_Assignment:_ Continue the article on H1N1 flu at Penn State, picking up after its final sentence.

_Text provided:_

UNIVERSITY PARK – A third of the way into the fall semester, reports of H1N1 flu have continued to increase, according to Dr. Margaret Spear, director of University Health Services at Penn State. Easily spread among college-age students, the illness requires those who are sick to avoid public areas, such as work or class, and to stay away from people until they recover (self-isolate). To accomplish this many Penn State faculty, staff, students and peer tutors are responding in particularly helpful ways.
The Centers for Disease Control and Prevention (CDC) guidelines, as well as a letter from Provost Rod Erickson to faculty, point out the importance of self-isolation by anyone with flu symptoms in order to mitigate the spread of the virus. That’s hard medicine for some students to follow.
“Many students are afraid to miss a lab, lecture or exam,” said Jeremy Cohen, associate vice president for undergraduate education. “A colleague told me that when he paused in his lecture, the hall echoed with coughs and sniffling,” Cohen said. “On the very positive side, however, faculty and others are stepping up to the plate to address the public health issues that emerge when students believe that missing a class can threaten grades or future admission into graduate school or medical school, or can hurt their pocketbooks if they’re forced to drop a course. These are stressful considerations for students.”
“For most people the flu means a few unpleasant days. For the chronically ill, pregnant women and those with compromised immune systems, however, exposure to the virus can be more problematic and the decision to isolate has public health implications,” Dr. Spear said.
In response, faculty across the University are encouraging students to stay home when they’re ill by taking a few minutes of class time to stress the importance of self-isolation. Most are strictly following University policies that provide students with the right, whenever reasonable, to a make-up exam if they’re ill or out of class for other legitimate reasons, such as religious holidays or family emergencies. Similarly, policy precludes instructors from requiring a physician’s excuse.

_Supplied records:_

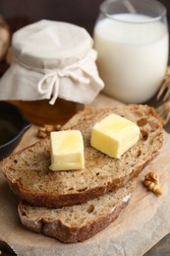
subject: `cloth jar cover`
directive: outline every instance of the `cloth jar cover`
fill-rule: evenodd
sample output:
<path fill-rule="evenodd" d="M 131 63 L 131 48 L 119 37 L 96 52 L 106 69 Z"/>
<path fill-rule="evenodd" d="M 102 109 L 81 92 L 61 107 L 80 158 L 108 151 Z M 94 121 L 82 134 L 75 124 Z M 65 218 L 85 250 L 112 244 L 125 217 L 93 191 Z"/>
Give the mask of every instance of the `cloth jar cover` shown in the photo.
<path fill-rule="evenodd" d="M 41 20 L 16 32 L 13 62 L 0 80 L 0 99 L 90 103 L 104 84 L 92 38 L 81 27 Z"/>

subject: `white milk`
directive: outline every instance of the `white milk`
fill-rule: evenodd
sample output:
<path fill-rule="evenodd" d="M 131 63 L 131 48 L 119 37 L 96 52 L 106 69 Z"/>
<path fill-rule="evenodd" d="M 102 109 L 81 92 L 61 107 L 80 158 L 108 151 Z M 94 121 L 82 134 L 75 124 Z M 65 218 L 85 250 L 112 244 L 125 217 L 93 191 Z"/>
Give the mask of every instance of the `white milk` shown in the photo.
<path fill-rule="evenodd" d="M 168 61 L 168 32 L 161 22 L 137 14 L 118 14 L 94 28 L 99 75 L 104 92 L 125 102 L 143 102 L 157 92 Z M 125 23 L 135 21 L 139 23 Z"/>

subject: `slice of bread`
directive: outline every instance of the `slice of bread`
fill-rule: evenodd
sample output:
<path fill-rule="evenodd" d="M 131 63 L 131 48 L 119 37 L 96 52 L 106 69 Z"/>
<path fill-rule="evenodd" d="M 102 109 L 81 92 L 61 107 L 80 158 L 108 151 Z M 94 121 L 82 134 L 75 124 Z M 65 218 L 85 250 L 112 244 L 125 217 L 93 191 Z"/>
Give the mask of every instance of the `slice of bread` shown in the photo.
<path fill-rule="evenodd" d="M 19 216 L 25 227 L 65 243 L 84 241 L 114 222 L 128 205 L 136 180 L 116 193 L 109 192 L 82 205 L 63 208 L 33 207 L 21 203 Z"/>
<path fill-rule="evenodd" d="M 112 159 L 90 147 L 92 126 L 110 113 L 117 113 L 141 129 L 139 142 Z M 85 203 L 111 190 L 117 190 L 158 154 L 163 143 L 159 116 L 147 105 L 116 108 L 86 108 L 75 115 L 63 129 L 81 130 L 85 142 L 85 167 L 76 171 L 51 171 L 50 140 L 38 141 L 3 160 L 3 172 L 12 190 L 34 206 L 63 207 Z"/>

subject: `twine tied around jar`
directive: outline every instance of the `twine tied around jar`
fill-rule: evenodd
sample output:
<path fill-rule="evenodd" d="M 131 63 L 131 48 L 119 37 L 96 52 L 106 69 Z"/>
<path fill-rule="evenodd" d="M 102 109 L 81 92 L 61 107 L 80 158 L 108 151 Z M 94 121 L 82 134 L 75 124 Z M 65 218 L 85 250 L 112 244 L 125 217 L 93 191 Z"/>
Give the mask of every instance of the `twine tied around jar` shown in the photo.
<path fill-rule="evenodd" d="M 41 95 L 46 93 L 50 94 L 50 96 L 52 96 L 52 98 L 49 101 L 50 104 L 54 104 L 55 100 L 58 97 L 59 82 L 60 79 L 63 77 L 70 77 L 75 82 L 80 82 L 86 85 L 89 84 L 89 79 L 82 77 L 81 75 L 77 75 L 74 71 L 68 69 L 57 70 L 55 72 L 44 75 L 38 82 L 37 90 L 38 93 Z M 51 78 L 50 83 L 46 83 L 46 87 L 43 88 L 43 85 L 45 84 L 45 82 L 47 82 L 49 78 Z"/>

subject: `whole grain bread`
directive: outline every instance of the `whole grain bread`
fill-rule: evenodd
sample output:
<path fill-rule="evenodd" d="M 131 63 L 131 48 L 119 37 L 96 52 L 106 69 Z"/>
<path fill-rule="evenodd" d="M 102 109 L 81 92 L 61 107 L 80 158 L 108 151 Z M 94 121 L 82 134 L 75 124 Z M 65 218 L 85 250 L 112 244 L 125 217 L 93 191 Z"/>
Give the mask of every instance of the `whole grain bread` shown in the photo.
<path fill-rule="evenodd" d="M 24 226 L 32 231 L 65 243 L 84 241 L 118 218 L 128 205 L 135 186 L 136 180 L 133 180 L 116 193 L 108 192 L 85 204 L 58 209 L 21 203 L 18 212 Z"/>
<path fill-rule="evenodd" d="M 139 142 L 120 160 L 90 147 L 92 126 L 110 113 L 117 113 L 141 129 Z M 50 140 L 39 140 L 3 160 L 2 169 L 18 196 L 34 206 L 63 207 L 85 203 L 111 190 L 117 190 L 139 175 L 158 154 L 163 143 L 162 124 L 147 105 L 115 108 L 86 108 L 76 114 L 63 129 L 79 129 L 85 142 L 85 167 L 76 171 L 51 171 Z"/>

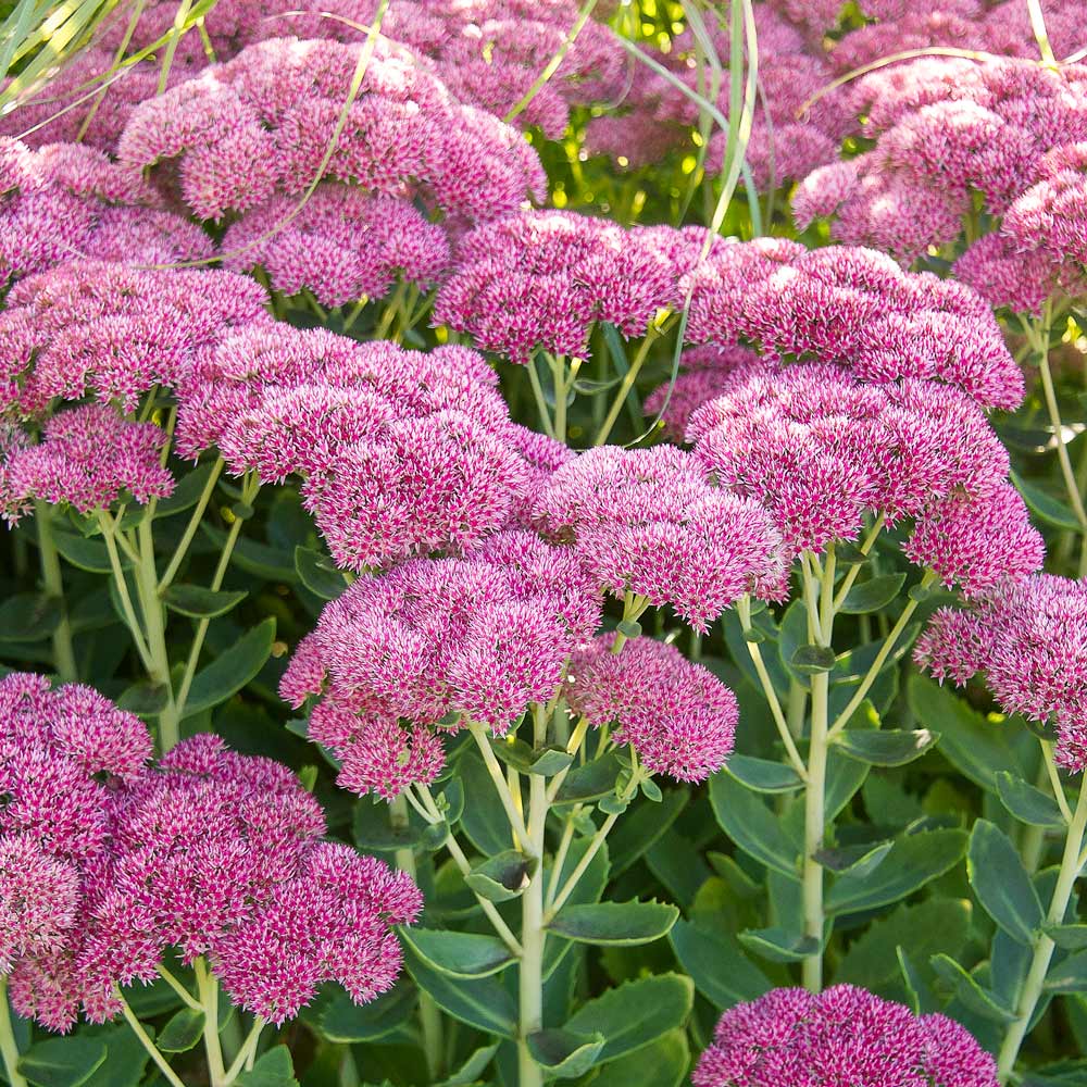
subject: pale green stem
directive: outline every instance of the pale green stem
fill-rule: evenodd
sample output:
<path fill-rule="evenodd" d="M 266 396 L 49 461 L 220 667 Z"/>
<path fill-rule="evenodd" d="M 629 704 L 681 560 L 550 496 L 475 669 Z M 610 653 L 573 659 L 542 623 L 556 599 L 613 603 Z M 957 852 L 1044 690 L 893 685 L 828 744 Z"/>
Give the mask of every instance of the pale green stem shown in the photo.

_Exercise response:_
“Relatively speaking, we’ve had only a few reports of faculty who don’t recognize the public health issues or who aren’t going the extra mile to alleviate student hesitation to miss an exam or class because of the flu,” Cohen said. “Unfortunately, the few who continue to demand notes are impacting health care providers whose time could and should be better spent providing care rather than explaining to students why physicians’ notes are not issued,” Spear said.
Responding to public health issues, academic departments and colleges have been finding ways to offer work online, to schedule make-up exams, to develop additional peer tutoring for students who miss class, to extend deadlines, and to create teaching moments that focus on the implications of individual health decisions to others in the community.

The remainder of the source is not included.